**EXERCISE DESCRIPTION**
According to the forum thread on AI benchmarks, how many benchmarks are used regularly by large labs?

There the problem begins to be honest: I don't even know how to align the "benchmark" claims with the kind of AI they are examinin and the ones I know exist.
Sure it's possible to benchmark how well an AI decides whether, for example, a picture shows a rabbit. Even then: for some pictures, it's gotta be undecidable, no matter how good the training data is?
I'm just a complete layman and commenting about this; I'm not even fluent in the absolute basics of artificial neural networks like perceptrons, gradient descent, backpropagation and typical non-LLM CNNs that are used today, GANs etc.
I am and was impressed by AI and deep learning, but to this day I am thorougly disappointed by the hubris of snakeoil salespeople who think it's valuable and meaningful to "benchmark" machines on "general reasoning".
I mean, it's already a thing in humans. There are IQ tests for the non-trivia parts. And even these have plenty of discussion revolving around them, for good reason.
Is there some "AI benchmark" that exclusively focuses on doing recent IQ tests on models, preferably editions that were published after the particular knowledge cutoff of the respective models? I found (for example) this study [1], but to be honest, I'm not the kind of person who is able to get the core insights presented in such a paper by skimming through it.
Because I think there are impressive results, it's just becomimg very hard to see through the bullshit at as an average person.
I would also love to understand mroe about the current state of the research on the "LLMs as compression" topic [2][3].
[1] https://arxiv.org/pdf/2507.20208
[2] https://www.mattmahoney.net/dc/text.html
[3] https://arxiv.org/abs/2410.21352
I'm already quite put off by the title (it's science -- if you have a better benchmark, publish it!), but the contents aren't great either. It keeps citing numbers about "445 LLM benchmarks" without confirming whether any of the ones they deem insufficiently statistical are used by any of the major players. I've seen a lot of benchmarks, but maybe 20 are used regularly by large labs, max.

(Dataset entries)
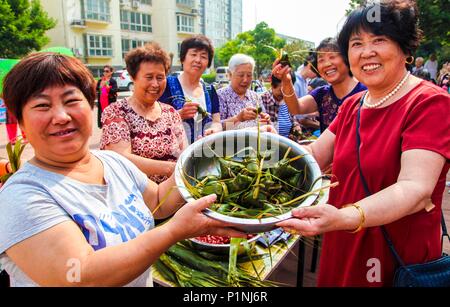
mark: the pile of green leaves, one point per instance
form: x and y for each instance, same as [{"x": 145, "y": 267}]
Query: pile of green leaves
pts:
[{"x": 185, "y": 267}]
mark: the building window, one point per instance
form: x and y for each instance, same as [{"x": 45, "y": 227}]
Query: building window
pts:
[
  {"x": 130, "y": 44},
  {"x": 99, "y": 45},
  {"x": 134, "y": 21},
  {"x": 189, "y": 3},
  {"x": 185, "y": 23},
  {"x": 97, "y": 10}
]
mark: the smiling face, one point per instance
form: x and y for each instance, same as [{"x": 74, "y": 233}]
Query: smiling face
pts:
[
  {"x": 58, "y": 124},
  {"x": 241, "y": 79},
  {"x": 150, "y": 82},
  {"x": 376, "y": 61},
  {"x": 196, "y": 61},
  {"x": 332, "y": 67},
  {"x": 107, "y": 73}
]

**RESPONSE**
Maybe 20 at most.